* **WHAT TO PRODUCE**
Copy every line from the one containing "Reviewer note: confirm that every instance of the man's neck" through the last line of the records below, both included, and nothing else.

━━━ PROVIDED INFORMATION

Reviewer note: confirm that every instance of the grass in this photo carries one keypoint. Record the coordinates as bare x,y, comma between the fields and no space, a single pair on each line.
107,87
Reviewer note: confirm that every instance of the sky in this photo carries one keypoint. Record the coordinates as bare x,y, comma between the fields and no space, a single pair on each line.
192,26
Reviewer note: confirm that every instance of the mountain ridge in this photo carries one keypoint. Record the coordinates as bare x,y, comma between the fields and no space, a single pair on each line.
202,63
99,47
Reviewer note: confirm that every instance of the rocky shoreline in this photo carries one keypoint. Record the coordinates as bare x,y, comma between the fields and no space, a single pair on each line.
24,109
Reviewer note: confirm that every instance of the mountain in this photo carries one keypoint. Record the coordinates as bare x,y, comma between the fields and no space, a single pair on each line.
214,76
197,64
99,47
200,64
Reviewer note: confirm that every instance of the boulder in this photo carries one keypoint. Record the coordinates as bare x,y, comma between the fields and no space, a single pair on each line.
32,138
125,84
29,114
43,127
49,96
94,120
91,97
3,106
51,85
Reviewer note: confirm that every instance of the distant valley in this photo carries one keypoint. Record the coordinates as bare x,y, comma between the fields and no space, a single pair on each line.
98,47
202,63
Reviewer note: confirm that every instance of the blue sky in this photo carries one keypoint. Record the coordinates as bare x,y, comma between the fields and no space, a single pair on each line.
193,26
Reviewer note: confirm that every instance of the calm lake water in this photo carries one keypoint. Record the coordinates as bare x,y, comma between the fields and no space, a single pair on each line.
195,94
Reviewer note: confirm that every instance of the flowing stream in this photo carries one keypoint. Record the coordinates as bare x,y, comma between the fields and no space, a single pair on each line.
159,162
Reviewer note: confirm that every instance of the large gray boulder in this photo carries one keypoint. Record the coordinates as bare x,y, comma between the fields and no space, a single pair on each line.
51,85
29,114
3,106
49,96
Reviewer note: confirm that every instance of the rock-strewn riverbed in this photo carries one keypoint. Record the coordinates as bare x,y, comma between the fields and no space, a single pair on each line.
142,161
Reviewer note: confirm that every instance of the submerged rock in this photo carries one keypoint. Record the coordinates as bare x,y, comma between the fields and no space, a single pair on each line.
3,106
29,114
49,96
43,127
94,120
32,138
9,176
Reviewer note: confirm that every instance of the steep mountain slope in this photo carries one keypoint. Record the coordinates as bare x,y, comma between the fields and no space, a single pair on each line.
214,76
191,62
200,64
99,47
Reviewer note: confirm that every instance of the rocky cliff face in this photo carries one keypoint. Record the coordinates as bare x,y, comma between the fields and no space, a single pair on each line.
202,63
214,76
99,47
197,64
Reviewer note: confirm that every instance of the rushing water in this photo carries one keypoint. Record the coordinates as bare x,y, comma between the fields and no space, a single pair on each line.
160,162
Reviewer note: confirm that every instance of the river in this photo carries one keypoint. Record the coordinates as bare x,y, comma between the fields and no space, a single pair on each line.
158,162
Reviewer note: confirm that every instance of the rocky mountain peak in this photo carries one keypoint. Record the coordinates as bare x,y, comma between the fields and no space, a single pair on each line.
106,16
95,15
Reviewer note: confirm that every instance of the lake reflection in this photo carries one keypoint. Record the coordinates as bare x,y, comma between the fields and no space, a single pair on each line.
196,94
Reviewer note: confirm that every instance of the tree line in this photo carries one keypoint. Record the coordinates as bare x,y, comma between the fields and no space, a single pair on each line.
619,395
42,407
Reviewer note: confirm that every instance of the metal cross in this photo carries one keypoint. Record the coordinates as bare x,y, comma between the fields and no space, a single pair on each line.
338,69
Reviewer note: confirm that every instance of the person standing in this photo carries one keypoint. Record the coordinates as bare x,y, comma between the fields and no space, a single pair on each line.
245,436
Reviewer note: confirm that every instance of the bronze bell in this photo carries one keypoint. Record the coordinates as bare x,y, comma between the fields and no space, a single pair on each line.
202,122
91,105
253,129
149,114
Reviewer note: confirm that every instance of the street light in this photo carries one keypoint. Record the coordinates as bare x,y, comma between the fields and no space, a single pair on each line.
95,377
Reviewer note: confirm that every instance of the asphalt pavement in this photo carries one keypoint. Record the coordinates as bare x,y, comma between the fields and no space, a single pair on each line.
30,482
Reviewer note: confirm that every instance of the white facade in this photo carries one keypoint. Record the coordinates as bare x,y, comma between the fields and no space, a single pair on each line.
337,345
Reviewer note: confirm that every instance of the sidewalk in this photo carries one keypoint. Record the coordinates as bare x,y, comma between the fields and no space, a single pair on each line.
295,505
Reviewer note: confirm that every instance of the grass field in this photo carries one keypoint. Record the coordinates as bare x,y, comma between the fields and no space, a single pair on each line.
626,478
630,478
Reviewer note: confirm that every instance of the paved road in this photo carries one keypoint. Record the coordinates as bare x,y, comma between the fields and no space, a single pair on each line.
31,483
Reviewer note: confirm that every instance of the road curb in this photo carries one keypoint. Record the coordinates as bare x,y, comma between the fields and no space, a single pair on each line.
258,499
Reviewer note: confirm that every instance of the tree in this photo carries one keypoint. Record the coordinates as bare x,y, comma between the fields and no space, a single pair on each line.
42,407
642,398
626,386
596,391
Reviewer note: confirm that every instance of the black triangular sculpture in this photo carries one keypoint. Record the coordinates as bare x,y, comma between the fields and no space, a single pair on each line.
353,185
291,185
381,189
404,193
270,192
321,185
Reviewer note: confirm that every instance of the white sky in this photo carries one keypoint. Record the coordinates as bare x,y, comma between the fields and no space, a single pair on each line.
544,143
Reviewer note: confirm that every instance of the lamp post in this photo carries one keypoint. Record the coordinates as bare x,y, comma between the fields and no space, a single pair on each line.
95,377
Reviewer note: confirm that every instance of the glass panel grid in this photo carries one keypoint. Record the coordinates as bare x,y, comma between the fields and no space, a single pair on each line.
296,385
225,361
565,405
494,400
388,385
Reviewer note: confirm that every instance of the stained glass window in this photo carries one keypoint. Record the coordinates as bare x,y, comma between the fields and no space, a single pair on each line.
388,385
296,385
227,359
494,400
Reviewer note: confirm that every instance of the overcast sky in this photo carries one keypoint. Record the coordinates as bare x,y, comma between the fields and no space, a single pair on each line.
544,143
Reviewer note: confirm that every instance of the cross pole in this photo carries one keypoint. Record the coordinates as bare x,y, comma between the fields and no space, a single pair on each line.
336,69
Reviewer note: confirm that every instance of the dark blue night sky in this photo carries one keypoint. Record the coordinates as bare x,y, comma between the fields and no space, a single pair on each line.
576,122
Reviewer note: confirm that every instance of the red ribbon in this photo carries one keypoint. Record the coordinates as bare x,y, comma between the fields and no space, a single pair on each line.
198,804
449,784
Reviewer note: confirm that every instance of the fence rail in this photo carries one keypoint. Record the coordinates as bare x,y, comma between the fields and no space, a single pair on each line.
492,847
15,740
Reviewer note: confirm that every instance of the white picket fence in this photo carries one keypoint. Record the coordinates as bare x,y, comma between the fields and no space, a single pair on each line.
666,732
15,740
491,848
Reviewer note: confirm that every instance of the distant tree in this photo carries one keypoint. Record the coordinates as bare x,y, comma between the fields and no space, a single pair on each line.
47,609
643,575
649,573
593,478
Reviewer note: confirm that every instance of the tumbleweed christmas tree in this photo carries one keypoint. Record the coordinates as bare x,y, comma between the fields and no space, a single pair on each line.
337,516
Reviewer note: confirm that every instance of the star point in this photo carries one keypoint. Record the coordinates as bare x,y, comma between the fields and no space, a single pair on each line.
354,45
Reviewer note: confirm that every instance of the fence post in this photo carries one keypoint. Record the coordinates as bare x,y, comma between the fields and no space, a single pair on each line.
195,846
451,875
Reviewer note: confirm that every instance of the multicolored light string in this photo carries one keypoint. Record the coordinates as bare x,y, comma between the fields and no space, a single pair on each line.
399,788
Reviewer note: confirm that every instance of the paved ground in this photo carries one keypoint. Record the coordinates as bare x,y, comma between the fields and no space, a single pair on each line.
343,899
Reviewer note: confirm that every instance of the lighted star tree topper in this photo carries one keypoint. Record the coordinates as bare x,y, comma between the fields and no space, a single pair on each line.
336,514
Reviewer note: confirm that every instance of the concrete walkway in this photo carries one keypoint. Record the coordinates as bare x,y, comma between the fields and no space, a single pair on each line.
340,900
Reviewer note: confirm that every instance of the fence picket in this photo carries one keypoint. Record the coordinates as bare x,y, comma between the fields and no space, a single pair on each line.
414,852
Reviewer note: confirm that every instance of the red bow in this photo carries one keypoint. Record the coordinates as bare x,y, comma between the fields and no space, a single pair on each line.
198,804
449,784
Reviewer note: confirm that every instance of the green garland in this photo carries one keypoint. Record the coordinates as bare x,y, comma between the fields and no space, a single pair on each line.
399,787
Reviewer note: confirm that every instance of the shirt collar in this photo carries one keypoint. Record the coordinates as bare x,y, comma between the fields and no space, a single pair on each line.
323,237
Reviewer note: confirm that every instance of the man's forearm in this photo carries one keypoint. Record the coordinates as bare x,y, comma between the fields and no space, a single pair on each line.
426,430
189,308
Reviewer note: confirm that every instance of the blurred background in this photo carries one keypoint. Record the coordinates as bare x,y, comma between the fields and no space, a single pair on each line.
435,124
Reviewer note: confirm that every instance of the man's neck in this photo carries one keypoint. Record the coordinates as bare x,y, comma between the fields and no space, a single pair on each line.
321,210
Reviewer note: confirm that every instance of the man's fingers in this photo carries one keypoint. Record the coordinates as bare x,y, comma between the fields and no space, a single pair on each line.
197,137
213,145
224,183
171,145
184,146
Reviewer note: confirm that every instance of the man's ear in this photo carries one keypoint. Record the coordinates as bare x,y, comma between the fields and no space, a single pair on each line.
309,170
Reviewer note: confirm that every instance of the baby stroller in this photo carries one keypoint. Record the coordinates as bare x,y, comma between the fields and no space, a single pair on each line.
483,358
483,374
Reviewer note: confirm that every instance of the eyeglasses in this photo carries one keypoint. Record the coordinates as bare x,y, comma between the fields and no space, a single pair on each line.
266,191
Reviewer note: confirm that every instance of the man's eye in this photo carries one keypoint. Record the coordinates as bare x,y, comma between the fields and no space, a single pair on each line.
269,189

━━━━━━

* **FINISHED ANSWER**
Reviewer note: confirm that every instance of the man's neck in this photo carries one keypoint. Record the coordinates as bare x,y, comma between the fields and no space, a single pair on each line.
321,210
Reviewer note: confirm that every instance of the man's fingers in this photo carries one keypoint. Record the coordinates as bare x,y, comma between the fields and no space, a single pair on each line.
197,137
213,145
224,183
171,145
184,146
Reviewer note: confirm that every instance of the man's ear in this photo carries one keypoint. Record the coordinates as bare x,y, comma between the fields and no space, a single pair on each line.
309,170
Reviewer note: confirm that every instance of the baby stroller in this photo carries one keypoint. Record the coordinates as bare x,y, comma between the fields and no space, a single pair on each line.
483,358
483,374
Reviewer note: confirm that every instance of the eyeglasses in this photo carries one keypoint. Record the coordinates as bare x,y, comma between the fields and no space, a single pair on each line.
266,191
Reviewer note: confirm that every instance of the man's eye in this photo carries one keypoint. Record the coordinates as bare x,y, comma between the fields and no space, a single pair on each line.
269,189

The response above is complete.